▶ **What the task requires**
Please render all of the data below as a Markdown table with the columns "Row" and "Entry": give each line its own row with its row number, skip blank lines, and leave the pictures out.

▶ **Material for this exercise**
-- -- --

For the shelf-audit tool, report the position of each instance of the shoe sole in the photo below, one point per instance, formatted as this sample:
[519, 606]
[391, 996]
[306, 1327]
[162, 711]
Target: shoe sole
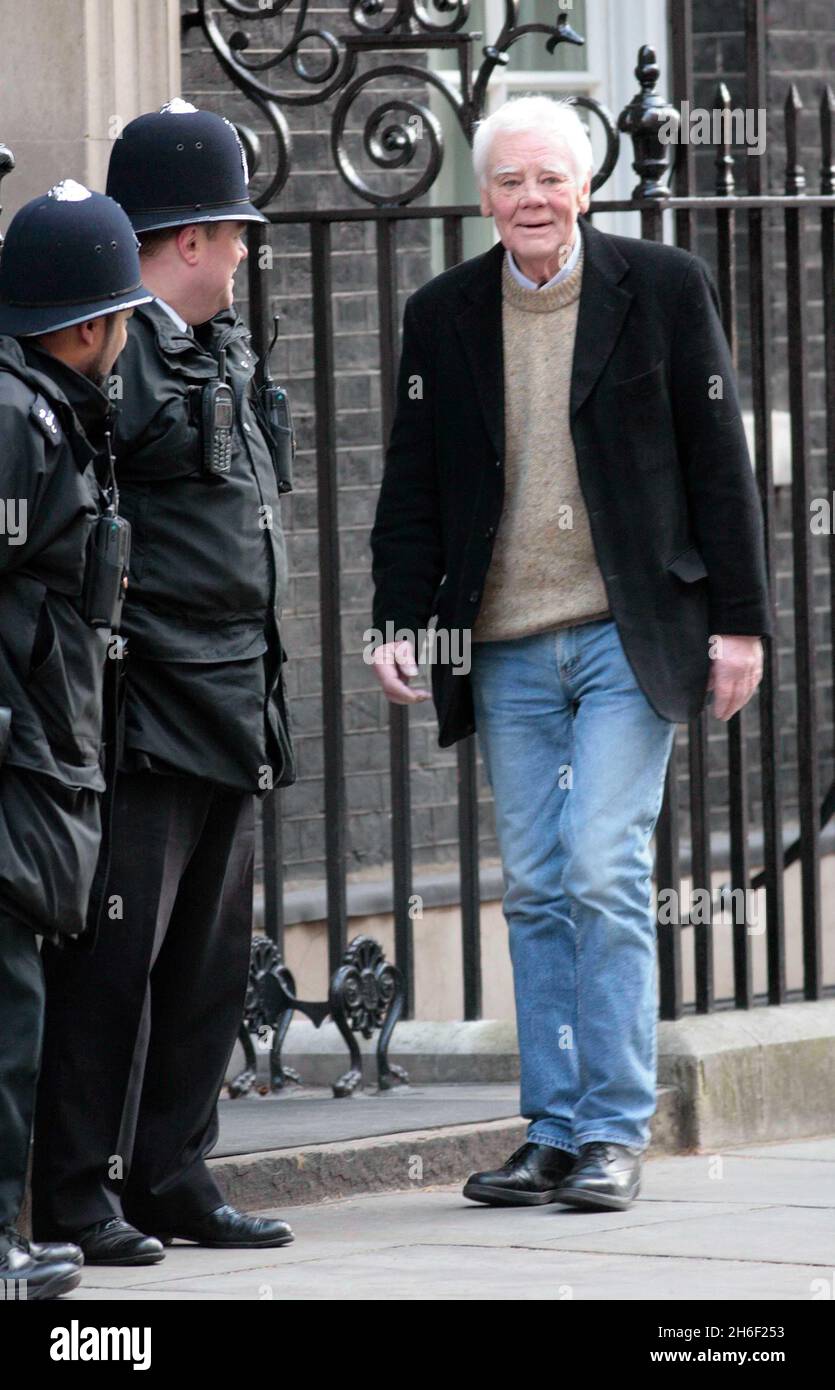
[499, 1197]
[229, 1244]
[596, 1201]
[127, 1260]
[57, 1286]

-- -- --

▶ **Complete answer**
| Row | Entry |
|---|---|
| 1 | For the shelf-audit tool, report the position of each instance of the shoe sole in the photo below, one point per instance, formatted as this sample: |
| 2 | [519, 606] |
| 3 | [391, 996] |
| 4 | [306, 1327] |
| 5 | [162, 711] |
| 6 | Target: shoe sole |
| 7 | [499, 1197] |
| 8 | [229, 1244] |
| 9 | [596, 1201] |
| 10 | [127, 1260] |
| 11 | [57, 1286] |